--- Deskripsi Tugas ---
Tukar "small square window" dengan "small rectangular window" di semua entri di bawah, lalu tulis ulang baris-barisnya tanpa mengubah bagian lain.

--- Daftar Entri ---
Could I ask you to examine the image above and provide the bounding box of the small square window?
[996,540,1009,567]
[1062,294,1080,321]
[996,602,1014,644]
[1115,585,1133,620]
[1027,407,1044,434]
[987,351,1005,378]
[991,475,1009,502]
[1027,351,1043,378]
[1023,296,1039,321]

--- Jawaban Latihan ---
Could I ask you to examine the image above and provide the bounding box of the small rectangular window?
[996,540,1009,567]
[1062,294,1080,321]
[996,602,1014,644]
[1115,585,1133,620]
[1027,407,1044,434]
[987,351,1005,378]
[991,475,1009,502]
[1027,351,1043,378]
[1023,296,1039,321]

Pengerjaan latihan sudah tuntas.